::: SUPPLIED RECORDS

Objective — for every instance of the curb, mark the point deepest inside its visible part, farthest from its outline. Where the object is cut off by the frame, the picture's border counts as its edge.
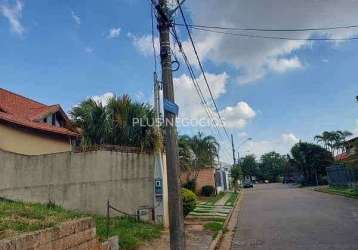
(216, 242)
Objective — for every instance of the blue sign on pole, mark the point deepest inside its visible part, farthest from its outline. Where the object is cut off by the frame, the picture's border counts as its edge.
(171, 107)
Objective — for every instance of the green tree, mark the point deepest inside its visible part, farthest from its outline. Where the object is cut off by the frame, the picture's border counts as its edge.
(236, 175)
(248, 166)
(272, 166)
(195, 153)
(311, 160)
(333, 140)
(116, 123)
(205, 149)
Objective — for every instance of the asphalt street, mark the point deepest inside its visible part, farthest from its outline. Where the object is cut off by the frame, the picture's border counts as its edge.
(280, 216)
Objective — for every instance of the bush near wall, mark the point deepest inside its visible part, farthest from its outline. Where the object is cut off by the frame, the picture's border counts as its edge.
(189, 201)
(208, 191)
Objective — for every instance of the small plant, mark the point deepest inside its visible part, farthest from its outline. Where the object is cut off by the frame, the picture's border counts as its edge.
(189, 200)
(208, 191)
(190, 185)
(214, 226)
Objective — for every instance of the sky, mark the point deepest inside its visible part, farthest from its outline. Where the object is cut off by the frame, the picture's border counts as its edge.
(276, 92)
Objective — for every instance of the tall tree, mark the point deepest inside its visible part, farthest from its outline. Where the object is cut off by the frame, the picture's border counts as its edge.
(311, 160)
(248, 166)
(197, 152)
(272, 166)
(236, 175)
(333, 140)
(120, 122)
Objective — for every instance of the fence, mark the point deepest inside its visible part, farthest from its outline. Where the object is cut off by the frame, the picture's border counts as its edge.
(339, 175)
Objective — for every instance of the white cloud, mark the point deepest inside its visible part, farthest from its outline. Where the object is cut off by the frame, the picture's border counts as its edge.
(237, 116)
(282, 145)
(284, 64)
(355, 128)
(13, 14)
(190, 105)
(139, 96)
(144, 44)
(254, 58)
(89, 50)
(114, 33)
(103, 99)
(289, 138)
(75, 17)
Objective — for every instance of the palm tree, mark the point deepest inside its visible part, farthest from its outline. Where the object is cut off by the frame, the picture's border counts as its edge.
(197, 152)
(205, 149)
(113, 123)
(333, 140)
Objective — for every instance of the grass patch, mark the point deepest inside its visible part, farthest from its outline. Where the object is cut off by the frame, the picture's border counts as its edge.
(214, 226)
(344, 191)
(131, 233)
(232, 199)
(18, 217)
(212, 200)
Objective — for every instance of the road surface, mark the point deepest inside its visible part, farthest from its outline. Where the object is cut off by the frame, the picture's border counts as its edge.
(278, 216)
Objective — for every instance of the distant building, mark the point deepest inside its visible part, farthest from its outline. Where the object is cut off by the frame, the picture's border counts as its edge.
(32, 128)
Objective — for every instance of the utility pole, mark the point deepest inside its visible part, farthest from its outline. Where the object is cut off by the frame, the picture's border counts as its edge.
(176, 218)
(233, 149)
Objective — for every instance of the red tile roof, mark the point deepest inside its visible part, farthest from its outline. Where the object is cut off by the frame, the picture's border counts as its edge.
(24, 112)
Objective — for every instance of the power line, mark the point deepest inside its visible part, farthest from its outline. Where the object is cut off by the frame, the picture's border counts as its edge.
(273, 37)
(192, 76)
(198, 89)
(153, 40)
(201, 68)
(270, 30)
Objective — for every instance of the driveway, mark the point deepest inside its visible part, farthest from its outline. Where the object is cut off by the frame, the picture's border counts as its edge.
(279, 216)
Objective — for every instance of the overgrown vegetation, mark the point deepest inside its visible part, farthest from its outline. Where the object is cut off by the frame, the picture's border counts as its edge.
(208, 191)
(18, 217)
(214, 226)
(189, 201)
(212, 200)
(120, 122)
(195, 153)
(232, 199)
(344, 191)
(131, 233)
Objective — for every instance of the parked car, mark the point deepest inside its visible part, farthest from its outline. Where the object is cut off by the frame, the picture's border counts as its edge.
(248, 184)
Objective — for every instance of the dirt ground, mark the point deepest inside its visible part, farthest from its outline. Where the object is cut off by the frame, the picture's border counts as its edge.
(197, 238)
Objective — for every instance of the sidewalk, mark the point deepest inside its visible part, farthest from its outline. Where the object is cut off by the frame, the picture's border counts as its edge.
(198, 236)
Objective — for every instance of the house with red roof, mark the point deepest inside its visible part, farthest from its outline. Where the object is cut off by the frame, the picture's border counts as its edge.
(32, 128)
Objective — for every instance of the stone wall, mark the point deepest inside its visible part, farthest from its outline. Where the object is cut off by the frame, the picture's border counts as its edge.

::::::

● **THE REQUEST**
Repeat each entry above word for word, leaving every picture out.

● **ANSWER TO THIS PROBLEM**
Objective — for every instance of the curb, mark the point deepest inside its visible part, farthest from its outline. Where the object is cut off by the frame, the picture's border counts as its edge.
(216, 242)
Objective — for every instance of the blue sign on pole, mark the point deepest inside its visible part, farthest from its outline. Where the object is cut off by the frame, the picture's border counts as its edge.
(171, 107)
Objective — for every instance of the green tree, mark the point deepest inside its visible part, farthest from its outline. Where the object is cut off by the frame, the picture's border counts as its edge.
(236, 175)
(248, 166)
(272, 166)
(195, 153)
(311, 160)
(333, 140)
(116, 123)
(205, 149)
Objective — for every instance of the asphalt street, mark the point deepest inside its visible part, farthest from its outline. Where the object is cut off by the frame, the picture's border counts as its edge.
(280, 216)
Objective — for every instance of the bush near wall, mark the point deepest inside its visible part, farthest from its outline. Where the object is cut off by the frame, the picture's border counts as its edge.
(189, 201)
(208, 191)
Objective — for every instance of the small plant, mark the point deepest inside its visible part, farthest from its outline. Where the object is cut off by the frame, the picture's border counts as its edge.
(189, 200)
(208, 191)
(190, 185)
(214, 226)
Objective — for every instance of the sky, mark the point deepest inside its visible part, farthest from its outline. Where the object is cut off by the frame, the picture's border counts as its edge.
(276, 92)
Objective — for every instance of the tall tree, mark the point deepest inside its visible part, farthest from its outline. Where the object is cut off by the frame, the picture's border counts as its edge.
(311, 160)
(248, 166)
(197, 152)
(272, 166)
(236, 175)
(333, 140)
(120, 122)
Objective — for every instance of the fence, mark the point deepest inside its visible part, farthest from its outline. Where the object is cut off by the frame, the picture's border counts as its edge.
(339, 175)
Objective — for every instance of the white cloud, mark the point deepest inside its visible part, farthest from its outline. Where the object is cut off by the frame, the picture's border counts as its edge.
(237, 116)
(282, 145)
(284, 64)
(355, 128)
(13, 14)
(190, 105)
(139, 96)
(144, 44)
(254, 58)
(89, 50)
(114, 33)
(103, 99)
(289, 138)
(75, 17)
Objective — for every instance of the palm tree, mark the point deepest inside its visible part, farthest from its outline. Where the object is cut off by the frame, the picture's border counts as its edge.
(197, 152)
(205, 149)
(113, 123)
(333, 140)
Objective — for every instance of the grass patch, mark the point deepest inside its visible part, farthest from its outline. Where the object is cut off by the frame, the picture's border counts as its edge.
(214, 226)
(344, 191)
(131, 233)
(232, 199)
(18, 217)
(212, 200)
Objective — for every instance of the road surface, mark the point deepest inside its visible part, farthest from its outline. Where the object is cut off by the frame, the picture's border counts as its edge.
(278, 216)
Objective — for every instance of the distant building, mark the point deepest inside its visible part, farthest from its outline. Where the object is cut off by the frame, the picture's border counts as its edge.
(32, 128)
Objective — for every instance of the utility pole, mark the point deepest inside its visible part, farthest from its outline. Where the object is cut off by the frame, the picture's border counts as its edge.
(176, 218)
(233, 149)
Objective — for every instance of the red tile roof, mark the point deepest inside its visible part, farthest from its outline. Where the object is cut off by the frame, the picture's border counts as its edge.
(24, 112)
Objective — for every instance of the power line, mark the point deepest inside its visible part, farthest from its outline. Where the object is cut off by the frame, the picture's border counts as its edge.
(273, 37)
(192, 76)
(198, 89)
(153, 40)
(201, 68)
(270, 30)
Objective — for every instance of the driveway, mark the point deepest inside its visible part, farthest from its outline. Where the object is cut off by the frame, the picture's border counts as its edge.
(279, 216)
Objective — for every instance of the overgrown vegetation, mark the point deepest inside its visible part, farthest from its outline. Where the object is cut off by the frame, the picture's border counts as its edge.
(208, 191)
(18, 217)
(214, 226)
(189, 201)
(212, 200)
(120, 122)
(195, 153)
(232, 199)
(344, 191)
(131, 233)
Objective — for every instance of the parked car, mark the point deepest inside its visible part, farthest from its outline. Where the object is cut off by the frame, the picture's border counts as its edge.
(248, 184)
Objective — for every instance of the dirt ground, mark the point deepest inside its visible part, farthest from its outline. Where the object is cut off by the frame, the picture's border counts as its edge.
(197, 238)
Objective — for every instance of the sidewalk, mark the point deepest inside its visible part, farthest from its outline. Where the object is cut off by the frame, the picture's border counts as its edge.
(198, 236)
Objective — for every instance of the house with red roof, mark the point deepest inside its visible part, farthest from its outline. Where the object is cut off by the frame, the picture's border counts as its edge.
(32, 128)
Objective — for every instance of the stone wall, mark the point deepest inside its visible part, farthest from its outline. Where the object is cut off by the frame, the picture's border counts as its edge.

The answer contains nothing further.